**Stored data**
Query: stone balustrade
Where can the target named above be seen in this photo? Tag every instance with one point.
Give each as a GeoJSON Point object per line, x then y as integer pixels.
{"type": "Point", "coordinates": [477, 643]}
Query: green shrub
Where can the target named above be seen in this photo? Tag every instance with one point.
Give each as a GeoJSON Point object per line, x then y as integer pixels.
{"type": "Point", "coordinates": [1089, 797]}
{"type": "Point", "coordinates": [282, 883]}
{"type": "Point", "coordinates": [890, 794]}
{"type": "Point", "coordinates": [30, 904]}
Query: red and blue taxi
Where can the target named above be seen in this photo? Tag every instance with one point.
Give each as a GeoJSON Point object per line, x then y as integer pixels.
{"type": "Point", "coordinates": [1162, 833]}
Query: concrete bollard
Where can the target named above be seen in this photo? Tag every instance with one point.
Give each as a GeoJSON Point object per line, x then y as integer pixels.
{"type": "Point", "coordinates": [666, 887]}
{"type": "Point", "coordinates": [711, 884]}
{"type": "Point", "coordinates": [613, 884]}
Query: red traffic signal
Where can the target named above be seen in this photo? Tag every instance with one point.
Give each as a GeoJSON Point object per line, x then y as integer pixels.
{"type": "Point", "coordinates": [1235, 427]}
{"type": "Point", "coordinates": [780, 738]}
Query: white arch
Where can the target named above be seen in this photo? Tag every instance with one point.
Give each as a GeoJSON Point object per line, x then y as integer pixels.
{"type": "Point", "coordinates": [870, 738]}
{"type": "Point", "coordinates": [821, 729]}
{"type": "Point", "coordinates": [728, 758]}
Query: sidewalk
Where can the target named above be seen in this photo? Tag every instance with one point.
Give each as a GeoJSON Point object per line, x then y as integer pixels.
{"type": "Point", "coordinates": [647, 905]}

**What you have to do**
Copy the data from the line containing "Query: sidewalk" through the final line, inclusive, substituting "Mark" for "Tag" and leaving all else unchanged.

**Output of the exercise**
Query: sidewalk
Where can the target named above be seen in this photo? Mark every instance with one point.
Give each as a GeoJSON Point object per line, x then y as integer pixels.
{"type": "Point", "coordinates": [647, 905]}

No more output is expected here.